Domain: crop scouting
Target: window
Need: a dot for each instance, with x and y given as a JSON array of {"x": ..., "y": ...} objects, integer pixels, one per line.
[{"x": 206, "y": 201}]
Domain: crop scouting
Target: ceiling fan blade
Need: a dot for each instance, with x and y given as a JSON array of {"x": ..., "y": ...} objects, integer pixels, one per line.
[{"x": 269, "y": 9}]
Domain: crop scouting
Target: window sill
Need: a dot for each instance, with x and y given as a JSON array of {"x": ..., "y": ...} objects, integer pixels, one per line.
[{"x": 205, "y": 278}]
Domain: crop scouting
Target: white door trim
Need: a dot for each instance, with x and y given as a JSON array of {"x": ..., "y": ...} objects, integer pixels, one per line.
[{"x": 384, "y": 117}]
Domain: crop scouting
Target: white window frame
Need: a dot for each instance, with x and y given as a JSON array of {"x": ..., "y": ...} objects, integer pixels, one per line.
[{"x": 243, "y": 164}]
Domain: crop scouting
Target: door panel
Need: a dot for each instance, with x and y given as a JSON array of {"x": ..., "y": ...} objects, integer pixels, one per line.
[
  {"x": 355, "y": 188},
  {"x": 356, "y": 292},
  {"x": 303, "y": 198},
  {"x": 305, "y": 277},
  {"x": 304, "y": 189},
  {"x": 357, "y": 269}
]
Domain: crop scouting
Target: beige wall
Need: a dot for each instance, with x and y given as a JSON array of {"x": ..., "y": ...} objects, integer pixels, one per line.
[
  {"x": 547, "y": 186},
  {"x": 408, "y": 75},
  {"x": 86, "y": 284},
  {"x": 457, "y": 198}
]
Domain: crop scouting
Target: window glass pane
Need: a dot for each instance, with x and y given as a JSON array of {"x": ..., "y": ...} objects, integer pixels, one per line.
☆ ☆ ☆ ☆ ☆
> **REQUEST**:
Give the records above again, word for word.

> **EXPECTED ANSWER**:
Domain: crop scouting
Target: window
Need: a dot for each instance, with x and y given as a JSON array of {"x": ..., "y": ...} objects, integer pixels, one per line.
[{"x": 206, "y": 201}]
Domain: crop scouting
Target: ceiling fan blade
Need: a dot for each instance, with x and y given as a JSON array of {"x": ..., "y": ...} objects, integer pixels, one per line.
[{"x": 269, "y": 9}]
Domain: crop scouting
Target: window sill
Need: a dot for each instance, with x and y given as a JSON array of {"x": ..., "y": ...} objects, integer pixels, one per line.
[{"x": 205, "y": 278}]
Domain: crop scouting
Target: white door trim
Need: a dot for each instance, with x and y given as a JSON array of {"x": ..., "y": ...} objects, integer pixels, one per line.
[{"x": 384, "y": 117}]
Domain: crop scouting
Target: white window frame
Need: a dot for each instance, with x and y given as a JSON array of {"x": ..., "y": ...} objects, integer pixels, one per line.
[{"x": 243, "y": 164}]
Domain: crop scouting
Target: door panel
Need: a dot for each instance, with x and y given as a JSON array of {"x": ..., "y": ...} objects, integer pixels, one per line.
[
  {"x": 355, "y": 188},
  {"x": 356, "y": 292},
  {"x": 303, "y": 198},
  {"x": 305, "y": 277},
  {"x": 304, "y": 189},
  {"x": 357, "y": 269}
]
Domain: crop scouting
Target: beige wall
Need: a dot for each instance, with x and y given as a JSON array of {"x": ..., "y": ...} objects, integer pixels, one per line.
[
  {"x": 547, "y": 186},
  {"x": 408, "y": 75},
  {"x": 86, "y": 284},
  {"x": 457, "y": 198}
]
Domain: crop scouting
Target: window glass pane
Need: a dot for each instance, with x and y given as a JSON array of {"x": ..., "y": ...} objects, integer pixels, one per line.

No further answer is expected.